╭─ GIVEN TEXT
27 Apr 2009
April 27 (Bloomberg) -- Merck KGaA said first-quarter profit plunged 76 percent as the global recession damped demand for liquid crystals used in flat-panel televisions and monitors.Net income fell to 56.7 million euros ($74.7 million) from 239.1 million euros a year earlier, Darmstadt, Germany-based Merck said in an e-mailed statement today. Core earnings were 1.14 cents a share, missing the median estimate of 1.15 euros of five analysts in a Bloomberg survey. Sales came in at 1.85 billion euros compared with 1.86 billion euros.
Operating profit from liquid crystals, a market Merck KGaA dominates with a share of about 70 percent, plummeted 89 percent to 13 million euros, prompting the company to predict a margin decline to as low as 20 percent from the unit this year. The drug and chemical maker, which isn't affiliated with Merck & Co. of the U.S., is relying on the Erbitux cancer drug and the Rebif multiple sclerosis treatment to bolster earnings as the return on the TV chemicals slides.
"The weakness affecting liquid crystals is likely to continue," DZ Bank AG analysts Elmar Kraus and Thomas Maul wrote in a note to clients before the results. "Merck should benefit from growing demand for precisely targeted cancer drugs" and from the experimental cladribine pill for the treatment of multiple sclerosis, Maul and Kraus wrote.
The German company will present late-stage clinical trial results on April 29 for cladribine. Merck KGaA is racing Switzerland's Novartis AG to introduce the first oral drug for the debilitating neurological disease. Each company is set to publish results at the Seattle meeting of the American Academy of Neurology.
Side-Effects
Analysts and investors are most interested in the potential side-effects of the drugs, the DZ Bank analysts said. Preliminary results already showed that the medicines limit flare-ups for patients with so-called "relapsing-remitting" multiple sclerosis.
"The major message in our study is that if I have multiple sclerosis, I can take as few as eight pills a year and have my risk of relapse halved," Bruno Musch, the company's head of global clinical development for neurodegenerative diseases, said in a telephone interview.
Merck plans to ask European and U.S. regulators to approve cladribine in June or July, Musch said.
"After Merck was so bullish about it, I don't think they would lean so far out the window if the data wasn't good," said Markus Mayer, an analyst for UniCredit Research.
If studies show cladribine is safe for patients, Mayer estimated sales could reach 800 million euros a year by 2014.
╰─
╭─ RECORDS SHOWN
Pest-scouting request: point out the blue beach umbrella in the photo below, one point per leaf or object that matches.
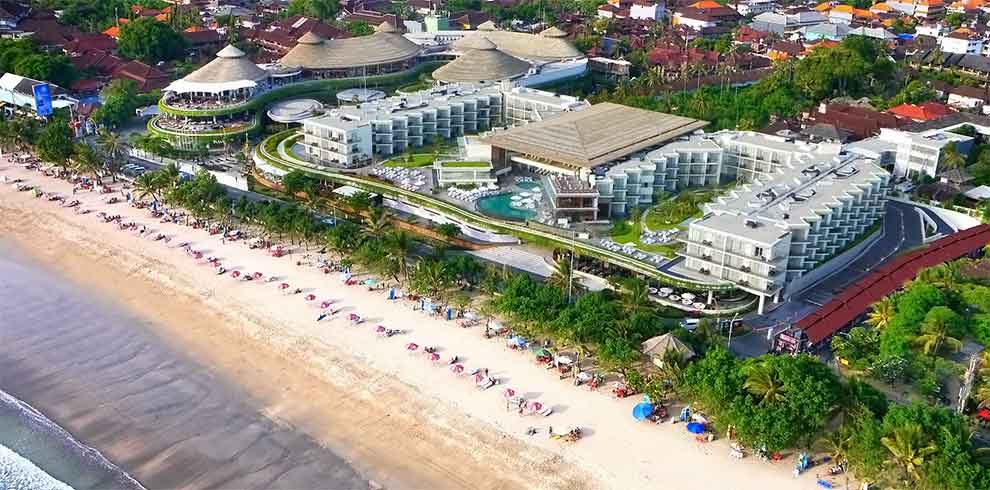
(643, 410)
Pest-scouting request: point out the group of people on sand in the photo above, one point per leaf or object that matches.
(328, 308)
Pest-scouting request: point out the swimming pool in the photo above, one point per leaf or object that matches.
(529, 186)
(498, 207)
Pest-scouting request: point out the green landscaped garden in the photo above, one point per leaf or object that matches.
(673, 212)
(411, 160)
(629, 231)
(466, 164)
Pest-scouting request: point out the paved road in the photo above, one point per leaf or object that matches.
(902, 232)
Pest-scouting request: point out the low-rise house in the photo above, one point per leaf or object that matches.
(964, 97)
(961, 42)
(927, 111)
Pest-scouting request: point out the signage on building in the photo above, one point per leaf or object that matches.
(43, 99)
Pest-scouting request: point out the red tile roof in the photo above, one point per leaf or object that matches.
(929, 111)
(87, 42)
(148, 78)
(856, 299)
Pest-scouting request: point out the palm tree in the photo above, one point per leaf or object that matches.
(562, 275)
(934, 336)
(635, 295)
(147, 185)
(763, 382)
(113, 151)
(398, 247)
(882, 314)
(908, 448)
(377, 222)
(85, 161)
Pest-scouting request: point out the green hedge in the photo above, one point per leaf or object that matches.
(307, 88)
(168, 133)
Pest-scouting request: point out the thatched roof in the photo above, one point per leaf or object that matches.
(480, 63)
(553, 31)
(593, 136)
(230, 65)
(384, 46)
(528, 46)
(660, 345)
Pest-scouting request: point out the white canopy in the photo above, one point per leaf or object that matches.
(185, 86)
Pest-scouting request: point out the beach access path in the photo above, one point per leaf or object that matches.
(394, 415)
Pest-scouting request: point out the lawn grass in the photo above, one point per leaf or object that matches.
(673, 212)
(418, 161)
(630, 231)
(466, 164)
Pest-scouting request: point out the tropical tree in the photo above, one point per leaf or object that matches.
(398, 247)
(937, 331)
(431, 278)
(377, 222)
(85, 160)
(562, 276)
(764, 382)
(147, 184)
(882, 313)
(113, 151)
(909, 448)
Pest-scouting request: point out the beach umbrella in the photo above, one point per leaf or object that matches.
(643, 410)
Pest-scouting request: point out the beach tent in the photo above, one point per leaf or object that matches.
(658, 346)
(643, 410)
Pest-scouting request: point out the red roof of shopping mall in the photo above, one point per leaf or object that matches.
(856, 299)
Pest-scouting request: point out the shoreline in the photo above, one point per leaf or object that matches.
(433, 429)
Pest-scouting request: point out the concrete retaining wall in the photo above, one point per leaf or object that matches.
(827, 269)
(466, 229)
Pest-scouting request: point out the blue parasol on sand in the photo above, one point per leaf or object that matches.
(643, 410)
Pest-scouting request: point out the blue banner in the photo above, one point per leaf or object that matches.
(43, 99)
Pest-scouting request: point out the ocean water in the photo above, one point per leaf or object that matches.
(29, 441)
(69, 358)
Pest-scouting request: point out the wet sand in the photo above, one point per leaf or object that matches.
(98, 372)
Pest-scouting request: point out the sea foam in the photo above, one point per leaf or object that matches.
(17, 473)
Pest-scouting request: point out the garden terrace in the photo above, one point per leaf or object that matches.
(308, 87)
(273, 152)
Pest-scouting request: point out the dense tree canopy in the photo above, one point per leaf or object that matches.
(24, 58)
(150, 41)
(321, 9)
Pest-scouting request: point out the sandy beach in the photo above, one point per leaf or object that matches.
(396, 417)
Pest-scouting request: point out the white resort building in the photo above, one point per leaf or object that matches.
(390, 126)
(765, 235)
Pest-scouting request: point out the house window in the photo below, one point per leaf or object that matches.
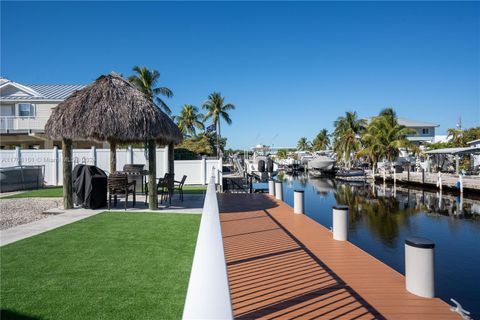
╰─
● **REQUIRED WORK**
A. Quote the passage of the Merck earnings article starting at "Merck plans to" and ending at "for UniCredit Research.".
B. According to the Merck earnings article, roughly what share of the liquid crystal market does Merck KGaA hold?
C. List every person mentioned by name in the Merck earnings article.

● **REPLIES**
A.
Merck plans to ask European and U.S. regulators to approve cladribine in June or July, Musch said.
"After Merck was so bullish about it, I don't think they would lean so far out the window if the data wasn't good," said Markus Mayer, an analyst for UniCredit Research.

B. About 70 percent.

C.
Elmar Kraus
Thomas Maul
Bruno Musch
Markus Mayer